Describe your country's history - not as it really was, but as the average person in your country remembers it. What are the major events that everybody knows about? What's taught in schools? What do your politicians and media talk about when they want to boast about how great your country is? Or are there embarrassing episodes in your nation's past that everybody knows about but nobody likes to mention?
We're not looking for a balanced, measured or accurate view here. Broad generalisations and sweeping stereotypes are welcome.
The not completely reliable history of Sweden, as high school history goes.
* Long Ago. Ice age, stone age, bronze age. Nobody knows what was going on, but there are probably kings buried under every hill. People ate tree bark. Trolls ate people.
* Vikings. Who, depending on your political bent, were just friendly traders with advanced negotiation techniques or the righteous scourge of the lesser peoples down on The Continent. People sacrificed to Odin and Thor but were basically good democrats. Then we converted to Christianity even though being Pagan was more fun.
* Middle Ages. Nothing much happened, since most people died from the plague. Kings had funny names like "the lisping and limping" or "the weak-brained", and all of them died violent deaths except that one guy who was king four times over. We were definitely not ruled from Denmark! OK, most kings and noblemen and tax collectors were evil Danes and Germans for a while there, but everyone lived out in the woods and ate tree bark and had no idea what was going on in the cities so we were totally autonomous anyway.
* 1500s. King Gustav Vasa started a rebellion all on his own, kicked out the Danes, made us Protestants instead of Papists (who, as far as we know, are still evil, still pray in Latin, and probably still have an inquisition), centralized government, snarked at the peasants (no, really, he ruled the country by snark) and had bad teeth. Had a bunch of sons, at least two of whom were certifiably insane. The ones who were comparatively sane built...
* 1600s. The Empire. Gustavus Adolphus won the 30 years war single-handed, except he died a few years into it because the Germans fought dirty, Queen Christina was a Papist and a lesbian (the latter of which was far more acceptable), and then there were a bunch of kings named Charles who walked on water (literally) and killed embarrassing amounts of Danes, Poles and Russians (in a very fair and democratic way, mind) until the Russians started hitting back for some strange reason. Charles XII was either the greatest war hero ever or an insane psycho (depending on your political bent) and was probably assassinated by his own men.
* 1700s. In the countryside, people ate tree bark. In Stockholm, people wrote songs about booze and held costume balls. We kept picking fights with Russia and were the moral victors every time. Kings were powerless and wished they had absolute power like in France. King Gustav III got absolute power like in France and was assassinated at one of the costume balls. He was gay (or possibly just wannabe French) and supported the arts, which is why we have a state lottery.

Stored data:
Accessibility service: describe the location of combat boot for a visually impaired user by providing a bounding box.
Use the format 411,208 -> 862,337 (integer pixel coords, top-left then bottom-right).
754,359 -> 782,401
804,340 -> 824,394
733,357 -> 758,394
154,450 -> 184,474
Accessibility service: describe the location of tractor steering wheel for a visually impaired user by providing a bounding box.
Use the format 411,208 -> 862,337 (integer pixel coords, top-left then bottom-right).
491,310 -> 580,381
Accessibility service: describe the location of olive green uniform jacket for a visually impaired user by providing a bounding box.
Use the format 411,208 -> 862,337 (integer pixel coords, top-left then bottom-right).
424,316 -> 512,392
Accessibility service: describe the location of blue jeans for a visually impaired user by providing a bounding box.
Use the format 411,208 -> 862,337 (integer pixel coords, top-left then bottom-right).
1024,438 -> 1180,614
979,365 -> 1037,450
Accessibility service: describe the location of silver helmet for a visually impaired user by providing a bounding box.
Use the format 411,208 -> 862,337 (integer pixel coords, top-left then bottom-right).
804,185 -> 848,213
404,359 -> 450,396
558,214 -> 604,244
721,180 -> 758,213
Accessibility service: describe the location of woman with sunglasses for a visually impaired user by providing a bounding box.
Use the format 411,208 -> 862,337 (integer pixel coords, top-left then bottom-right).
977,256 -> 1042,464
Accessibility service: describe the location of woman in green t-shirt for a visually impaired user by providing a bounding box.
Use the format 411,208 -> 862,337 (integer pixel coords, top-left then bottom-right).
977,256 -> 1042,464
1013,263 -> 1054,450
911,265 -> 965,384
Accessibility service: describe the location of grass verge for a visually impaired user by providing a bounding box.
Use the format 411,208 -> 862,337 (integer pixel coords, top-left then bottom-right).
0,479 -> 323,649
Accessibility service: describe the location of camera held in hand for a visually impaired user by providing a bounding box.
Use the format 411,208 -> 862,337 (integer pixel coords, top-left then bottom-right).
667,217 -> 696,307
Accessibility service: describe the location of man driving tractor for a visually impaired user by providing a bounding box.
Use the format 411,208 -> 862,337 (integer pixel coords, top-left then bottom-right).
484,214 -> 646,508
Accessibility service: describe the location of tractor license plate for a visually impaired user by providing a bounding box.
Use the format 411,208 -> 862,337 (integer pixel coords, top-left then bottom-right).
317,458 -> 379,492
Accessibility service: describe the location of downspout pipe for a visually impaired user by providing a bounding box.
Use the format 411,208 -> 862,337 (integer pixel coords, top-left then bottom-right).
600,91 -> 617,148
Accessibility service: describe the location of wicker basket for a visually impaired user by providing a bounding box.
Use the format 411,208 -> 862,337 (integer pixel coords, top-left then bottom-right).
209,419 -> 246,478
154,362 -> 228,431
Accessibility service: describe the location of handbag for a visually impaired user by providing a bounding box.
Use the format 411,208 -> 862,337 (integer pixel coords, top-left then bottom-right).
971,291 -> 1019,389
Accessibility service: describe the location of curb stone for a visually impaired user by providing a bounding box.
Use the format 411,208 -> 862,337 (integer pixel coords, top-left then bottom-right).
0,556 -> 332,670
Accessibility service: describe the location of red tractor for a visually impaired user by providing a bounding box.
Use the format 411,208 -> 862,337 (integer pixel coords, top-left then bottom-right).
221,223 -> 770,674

Tasks to perform:
1 - Reproduce the part of the Swedish history text starting with "We're not looking" and going on through "was more fun.".
2 - Answer these questions from the Swedish history text:
(a) What did King Gustav Vasa make the people instead of Papists?
(b) In the 1700s, what did people in Stockholm write songs about?
(c) Where was King Gustav III assassinated?
Answer using only the Swedish history text.

Task-by-task outputs:
1 -
We're not looking for a balanced, measured or accurate view here. Broad generalisations and sweeping stereotypes are welcome.
The not completely reliable history of Sweden, as high school history goes.
* Long Ago. Ice age, stone age, bronze age. Nobody knows what was going on, but there are probably kings buried under every hill. People ate tree bark. Trolls ate people.
* Vikings. Who, depending on your political bent, were just friendly traders with advanced negotiation techniques or the righteous scourge of the lesser peoples down on The Continent. People sacrificed to Odin and Thor but were basically good democrats. Then we converted to Christianity even though being Pagan was more fun.

2 -
(a) Protestants
(b) Booze
(c) At one of the costume balls